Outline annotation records
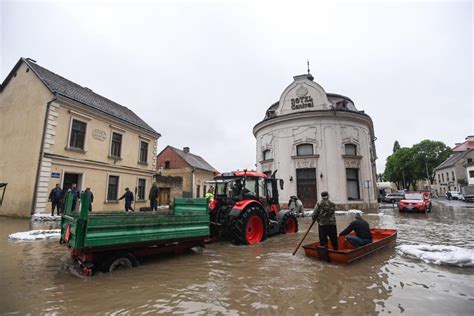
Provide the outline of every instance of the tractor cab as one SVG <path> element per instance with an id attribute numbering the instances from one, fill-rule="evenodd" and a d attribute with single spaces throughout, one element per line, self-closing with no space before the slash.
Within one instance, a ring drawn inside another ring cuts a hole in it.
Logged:
<path id="1" fill-rule="evenodd" d="M 214 237 L 252 244 L 267 235 L 297 231 L 296 217 L 280 210 L 278 186 L 283 189 L 283 180 L 276 179 L 275 173 L 268 176 L 237 170 L 218 174 L 209 181 L 214 185 L 214 199 L 209 204 Z M 283 228 L 287 222 L 291 222 L 289 230 Z"/>

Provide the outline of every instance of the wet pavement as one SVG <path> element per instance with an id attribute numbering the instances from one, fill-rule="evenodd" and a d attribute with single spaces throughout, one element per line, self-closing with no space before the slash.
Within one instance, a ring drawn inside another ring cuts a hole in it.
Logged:
<path id="1" fill-rule="evenodd" d="M 449 245 L 474 250 L 474 204 L 435 200 L 429 214 L 384 205 L 364 214 L 372 227 L 398 229 L 397 246 Z M 341 231 L 353 216 L 338 216 Z M 297 234 L 253 246 L 207 245 L 158 256 L 137 268 L 81 278 L 58 240 L 18 242 L 8 235 L 55 223 L 0 218 L 0 314 L 474 314 L 474 268 L 425 263 L 384 250 L 332 265 L 294 248 Z M 317 240 L 313 229 L 306 242 Z"/>

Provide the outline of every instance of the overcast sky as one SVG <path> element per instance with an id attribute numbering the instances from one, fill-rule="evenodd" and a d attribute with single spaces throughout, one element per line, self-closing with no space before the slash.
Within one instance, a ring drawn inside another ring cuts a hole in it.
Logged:
<path id="1" fill-rule="evenodd" d="M 395 140 L 474 135 L 473 5 L 460 2 L 0 1 L 1 81 L 20 57 L 127 106 L 219 171 L 254 168 L 252 129 L 293 76 Z M 1 115 L 1 114 L 0 114 Z"/>

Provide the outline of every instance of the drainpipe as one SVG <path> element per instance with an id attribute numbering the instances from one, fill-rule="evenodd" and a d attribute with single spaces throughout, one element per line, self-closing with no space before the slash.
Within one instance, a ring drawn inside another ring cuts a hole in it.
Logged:
<path id="1" fill-rule="evenodd" d="M 40 147 L 40 154 L 38 157 L 38 168 L 36 169 L 35 189 L 33 191 L 33 201 L 31 202 L 30 215 L 33 215 L 33 213 L 35 212 L 36 197 L 38 195 L 39 175 L 41 172 L 41 162 L 43 160 L 43 155 L 44 155 L 44 141 L 46 139 L 46 128 L 48 126 L 49 109 L 51 107 L 51 103 L 53 103 L 57 99 L 58 98 L 56 96 L 56 93 L 54 93 L 54 98 L 51 99 L 51 101 L 49 101 L 46 104 L 46 115 L 44 117 L 44 123 L 43 123 L 43 135 L 41 137 L 41 147 Z"/>
<path id="2" fill-rule="evenodd" d="M 194 167 L 191 169 L 191 197 L 194 195 Z"/>

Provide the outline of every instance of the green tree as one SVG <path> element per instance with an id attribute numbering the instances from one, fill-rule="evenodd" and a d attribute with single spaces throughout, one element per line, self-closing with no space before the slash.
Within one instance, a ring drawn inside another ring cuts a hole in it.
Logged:
<path id="1" fill-rule="evenodd" d="M 393 153 L 395 153 L 397 150 L 400 149 L 400 143 L 398 142 L 398 140 L 395 141 L 395 143 L 393 143 Z"/>
<path id="2" fill-rule="evenodd" d="M 443 142 L 425 139 L 413 145 L 413 173 L 417 180 L 429 179 L 433 183 L 433 169 L 448 159 L 451 148 Z"/>
<path id="3" fill-rule="evenodd" d="M 398 141 L 394 144 L 398 144 Z M 399 189 L 416 188 L 416 181 L 429 178 L 433 183 L 433 169 L 452 154 L 444 143 L 423 140 L 411 148 L 401 147 L 387 157 L 384 178 Z"/>
<path id="4" fill-rule="evenodd" d="M 412 156 L 411 148 L 402 147 L 387 157 L 384 176 L 394 182 L 399 189 L 406 189 L 413 182 Z"/>

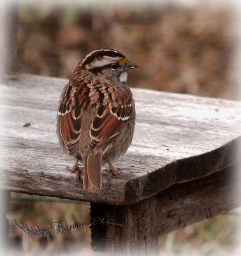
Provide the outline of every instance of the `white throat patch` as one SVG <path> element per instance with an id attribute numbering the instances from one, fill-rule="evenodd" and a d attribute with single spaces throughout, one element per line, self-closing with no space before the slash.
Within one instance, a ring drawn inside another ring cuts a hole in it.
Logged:
<path id="1" fill-rule="evenodd" d="M 127 72 L 123 72 L 120 74 L 119 76 L 119 79 L 121 83 L 126 83 L 127 81 L 127 78 L 128 78 L 128 74 Z"/>

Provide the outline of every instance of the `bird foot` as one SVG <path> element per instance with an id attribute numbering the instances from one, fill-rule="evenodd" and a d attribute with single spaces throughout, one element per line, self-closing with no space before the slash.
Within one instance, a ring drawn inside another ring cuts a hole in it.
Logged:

* Task statement
Update the listing by replacing "Logged" with "Recorded" in every record, changing nothing else and leaving the pictures out.

* Reply to the task
Provide the outline of every instance of the tractor cab as one SVG <path> element per instance with an id attribute numbering the instances from one, fill-rule="evenodd" and a d attribute with single spaces throughout, one element per line, self-closing with no space before the slash.
Within one instance, a ring drawn inside another ring cuts a hole in it.
Recorded:
<path id="1" fill-rule="evenodd" d="M 214 237 L 252 244 L 267 235 L 297 231 L 296 217 L 280 210 L 278 186 L 283 189 L 283 180 L 276 179 L 275 173 L 268 176 L 237 170 L 218 174 L 209 181 L 214 185 L 214 199 L 209 204 Z M 283 228 L 287 222 L 291 222 L 289 230 Z"/>

Provide the outline of every instance of the wet pavement as one SVG <path> element per instance with an id attribute numbering the instances from one, fill-rule="evenodd" and a d attribute with single spaces throughout, one element per line, self-closing with no space before the slash.
Within one instance, a ring drawn inside another ring cuts a hole in it.
Recorded:
<path id="1" fill-rule="evenodd" d="M 449 245 L 474 250 L 474 204 L 435 200 L 429 214 L 384 205 L 364 214 L 372 227 L 398 229 L 397 246 Z M 341 231 L 353 216 L 338 216 Z M 297 234 L 253 246 L 207 245 L 158 256 L 137 268 L 81 278 L 58 240 L 18 242 L 8 235 L 55 223 L 0 218 L 0 314 L 474 314 L 474 268 L 425 263 L 384 250 L 332 265 L 294 248 Z M 317 240 L 313 229 L 306 242 Z"/>

Provide the outline of every instance of the overcast sky as one SVG <path> element per instance with an id attribute numbering the instances from one, fill-rule="evenodd" and a d attribute with single spaces throughout, one element per line, self-closing with no space before the slash.
Within one instance, a ring drawn inside another ring cuts a hole in it.
Recorded:
<path id="1" fill-rule="evenodd" d="M 395 140 L 474 135 L 473 5 L 460 2 L 0 1 L 1 81 L 20 57 L 127 106 L 219 171 L 254 168 L 252 129 L 293 76 Z M 1 115 L 1 114 L 0 114 Z"/>

Provide the outline of every instance of the drainpipe as one SVG <path> element per instance with an id attribute numbering the instances from one, fill-rule="evenodd" and a d attribute with single spaces throughout, one element per line, self-closing with no space before the slash.
Within one instance, a ring drawn inside another ring cuts a hole in it.
Recorded:
<path id="1" fill-rule="evenodd" d="M 40 147 L 40 154 L 38 157 L 38 168 L 36 169 L 35 189 L 33 191 L 33 201 L 31 202 L 30 215 L 33 215 L 33 213 L 35 212 L 36 197 L 38 195 L 39 175 L 41 172 L 41 162 L 43 160 L 43 155 L 44 155 L 44 141 L 46 139 L 46 128 L 48 126 L 49 109 L 51 107 L 51 103 L 53 103 L 57 99 L 58 98 L 56 96 L 56 93 L 54 93 L 54 98 L 51 99 L 51 101 L 49 101 L 46 104 L 46 115 L 44 117 L 44 123 L 43 123 L 43 135 L 41 137 L 41 147 Z"/>
<path id="2" fill-rule="evenodd" d="M 194 167 L 191 169 L 191 197 L 194 195 Z"/>

Provide the outline of every instance of the green tree as one SVG <path> element per instance with an id attribute numbering the instances from one, fill-rule="evenodd" and a d attribute with single spaces throughout, one element per line, self-closing with no space before the slash.
Within one instance, a ring drawn inside another ring cuts a hole in it.
Recorded:
<path id="1" fill-rule="evenodd" d="M 393 153 L 395 153 L 397 150 L 400 149 L 400 143 L 398 142 L 398 140 L 395 141 L 395 143 L 393 143 Z"/>
<path id="2" fill-rule="evenodd" d="M 443 142 L 425 139 L 413 145 L 413 173 L 417 180 L 429 179 L 433 183 L 433 169 L 448 159 L 451 148 Z"/>
<path id="3" fill-rule="evenodd" d="M 398 141 L 394 144 L 398 144 Z M 399 189 L 416 188 L 416 181 L 429 178 L 433 183 L 433 169 L 452 154 L 444 143 L 423 140 L 411 148 L 401 147 L 387 157 L 384 178 Z"/>
<path id="4" fill-rule="evenodd" d="M 412 156 L 411 148 L 402 147 L 387 157 L 384 176 L 394 182 L 399 189 L 406 189 L 413 182 Z"/>

Provide the outline of every instance of the `white throat patch` as one SVG <path> element per instance with an id attribute numbering the instances from one, fill-rule="evenodd" and a d attribute with single spaces throughout, one element per line, self-closing with no space before the slash.
Within one instance, a ring drawn inside another ring cuts a hole in it.
Recorded:
<path id="1" fill-rule="evenodd" d="M 127 72 L 123 72 L 120 74 L 119 76 L 119 79 L 121 83 L 126 83 L 127 81 L 127 78 L 128 78 L 128 74 Z"/>

Provide the outline of every instance of the `bird foot` as one SVG <path> element per instance with an id attribute numbering the instances from one, fill-rule="evenodd" and a d attribute with single spaces throughout, one element per line, self-closing with no space before the slash.
Within one instance, a ring drawn inside another ring cuts a hole in it.
Recorded:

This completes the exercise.